▶ [Texte du document]
:::::

DÉLAIS LIMITES POUR LE DÉPÔT DES AMENDEMENTS À DES PROPOSITIONS DE RÉSOLUTION

En application de l'article 73 bis, alinéa 7, du règlement, la commission des affaires sociales a fixé au mardi 15 décembre 1998, à 17 heures, le délai limite pour le dépôt des amendements à la proposition de résolution qu'elle a adoptée sur la communication de la Commission : proposition de lignes directrices pour les politiques de l'emploi des Etats membres pour 1999 (n° E 1171).
Le rapport n° 100 (1998-1999) de M. Louis Souvet sera mis en distribution aujourd'hui, jeudi 10 décembre 1998.
Les amendements devront être déposés directement au secrétariat de la commission des affaires sociales et seront examinés par la commission lors de sa réunion du mercredi 16 décembre 1998, à 9 heures.

:::::

▶ [Les données]
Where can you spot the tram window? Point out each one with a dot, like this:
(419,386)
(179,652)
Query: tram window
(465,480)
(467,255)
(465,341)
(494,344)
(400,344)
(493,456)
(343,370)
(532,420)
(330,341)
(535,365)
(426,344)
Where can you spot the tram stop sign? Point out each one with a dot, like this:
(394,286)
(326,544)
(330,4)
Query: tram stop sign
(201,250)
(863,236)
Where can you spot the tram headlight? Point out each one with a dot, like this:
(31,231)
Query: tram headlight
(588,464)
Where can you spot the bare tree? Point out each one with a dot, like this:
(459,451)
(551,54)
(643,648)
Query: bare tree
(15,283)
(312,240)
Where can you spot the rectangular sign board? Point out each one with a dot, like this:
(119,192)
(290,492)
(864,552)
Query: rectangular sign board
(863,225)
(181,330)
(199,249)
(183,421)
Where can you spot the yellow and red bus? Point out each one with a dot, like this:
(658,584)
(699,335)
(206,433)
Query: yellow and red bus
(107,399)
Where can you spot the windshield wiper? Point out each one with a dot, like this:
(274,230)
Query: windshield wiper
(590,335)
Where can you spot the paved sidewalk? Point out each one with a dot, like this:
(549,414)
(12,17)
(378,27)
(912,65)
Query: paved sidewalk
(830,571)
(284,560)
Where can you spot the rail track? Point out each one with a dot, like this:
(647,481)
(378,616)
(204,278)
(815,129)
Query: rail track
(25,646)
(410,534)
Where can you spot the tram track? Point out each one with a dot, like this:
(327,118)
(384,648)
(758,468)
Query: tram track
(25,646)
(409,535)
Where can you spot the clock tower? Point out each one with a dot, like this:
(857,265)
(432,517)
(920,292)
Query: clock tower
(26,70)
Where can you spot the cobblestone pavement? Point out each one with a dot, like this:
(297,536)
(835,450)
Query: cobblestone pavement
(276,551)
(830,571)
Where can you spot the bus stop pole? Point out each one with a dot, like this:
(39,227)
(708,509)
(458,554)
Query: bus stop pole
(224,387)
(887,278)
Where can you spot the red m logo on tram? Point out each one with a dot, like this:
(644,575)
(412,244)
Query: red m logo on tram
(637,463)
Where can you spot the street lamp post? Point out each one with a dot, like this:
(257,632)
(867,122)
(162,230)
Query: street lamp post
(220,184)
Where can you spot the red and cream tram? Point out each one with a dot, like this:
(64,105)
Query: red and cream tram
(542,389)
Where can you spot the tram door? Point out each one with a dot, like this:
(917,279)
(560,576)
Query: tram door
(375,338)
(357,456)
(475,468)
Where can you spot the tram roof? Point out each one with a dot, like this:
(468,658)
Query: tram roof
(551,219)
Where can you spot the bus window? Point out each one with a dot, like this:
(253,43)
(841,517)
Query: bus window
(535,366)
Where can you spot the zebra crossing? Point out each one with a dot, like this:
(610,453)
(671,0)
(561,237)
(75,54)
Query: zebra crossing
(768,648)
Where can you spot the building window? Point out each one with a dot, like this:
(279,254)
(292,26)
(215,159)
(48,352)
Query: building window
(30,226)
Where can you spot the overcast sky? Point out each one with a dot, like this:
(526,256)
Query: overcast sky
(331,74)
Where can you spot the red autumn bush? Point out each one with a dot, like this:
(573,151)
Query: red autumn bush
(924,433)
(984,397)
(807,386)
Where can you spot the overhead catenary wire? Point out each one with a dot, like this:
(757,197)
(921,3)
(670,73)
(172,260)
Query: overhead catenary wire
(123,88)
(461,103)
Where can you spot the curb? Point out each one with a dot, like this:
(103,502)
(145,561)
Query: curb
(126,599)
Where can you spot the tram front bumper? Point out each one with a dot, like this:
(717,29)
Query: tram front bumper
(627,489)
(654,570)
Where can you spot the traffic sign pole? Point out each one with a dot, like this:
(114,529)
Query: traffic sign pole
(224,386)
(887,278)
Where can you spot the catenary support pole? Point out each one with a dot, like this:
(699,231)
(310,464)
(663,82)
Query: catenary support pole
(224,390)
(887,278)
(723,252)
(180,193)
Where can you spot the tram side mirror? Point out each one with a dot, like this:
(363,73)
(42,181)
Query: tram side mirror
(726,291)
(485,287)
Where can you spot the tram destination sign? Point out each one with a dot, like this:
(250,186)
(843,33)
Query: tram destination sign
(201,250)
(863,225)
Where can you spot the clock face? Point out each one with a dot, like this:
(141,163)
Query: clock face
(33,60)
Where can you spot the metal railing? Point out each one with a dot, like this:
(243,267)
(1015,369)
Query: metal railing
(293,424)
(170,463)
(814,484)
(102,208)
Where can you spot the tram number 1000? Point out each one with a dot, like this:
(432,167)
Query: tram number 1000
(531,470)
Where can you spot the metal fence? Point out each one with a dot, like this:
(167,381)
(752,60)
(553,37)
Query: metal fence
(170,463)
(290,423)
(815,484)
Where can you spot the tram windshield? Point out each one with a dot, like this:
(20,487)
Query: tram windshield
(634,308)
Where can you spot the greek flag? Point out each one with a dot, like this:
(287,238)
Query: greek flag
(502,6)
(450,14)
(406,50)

:::::

▶ [Description du problème]
Rédigez la suite de l'avis sur les délais de dépôt des amendements, à partir de sa dernière phrase.

▶ [Résultat de l'exercice]
En application de l'article 73 bis, alinéa 7, du règlement, la commission des affaires sociales a fixé au lundi 14 décembre 1998, à 17 heures, le délai limite pour le dépôt des amendements à la proposition de résolution qu'elle a adoptée sur les propositions de règlements (CE) du Conseil relatifs à la réforme de la politique agricole commune (n° E 1052).
Le rapport n° 101 (1998-1999) de M. Philippe François sera mis en distribution aujourd'hui, jeudi 10 décembre 1998.
Les amendements devront être déposés directement au secrétariat de la commission des affaires économiques et du Plan et seront examinés par la commission lors de sa réunion du mardi 15 décembre 1998, au matin.

DÉLÉGATION DU SÉNAT
POUR L'UNION EUROPÉENNE
Composition du bureau

Au cours de sa séance du 8 décembre 1998, la délégation parlementaire pour l'Union européenne a procédé à l'élargissement de son bureau, qui est désormais ainsi composé :
Président :
Michel Barnier.
Vice-présidents :
Danielle Bidard-Reydet, James Bordas, Claude Estier, Pierre Fauchon, Lucien Lanier, Aymeri de Montesquiou.
Secrétaires :
Nicolas About, Hubert Durand-Chastel, Emmanuel Hamel.



Le Directeur du service du compte rendu intégral, DOMINIQUE PLANCHON QUESTIONS ORALES REMISES À LA PRÉSIDENCE DU SÉNAT (Application des articles 76 à 78 du réglement)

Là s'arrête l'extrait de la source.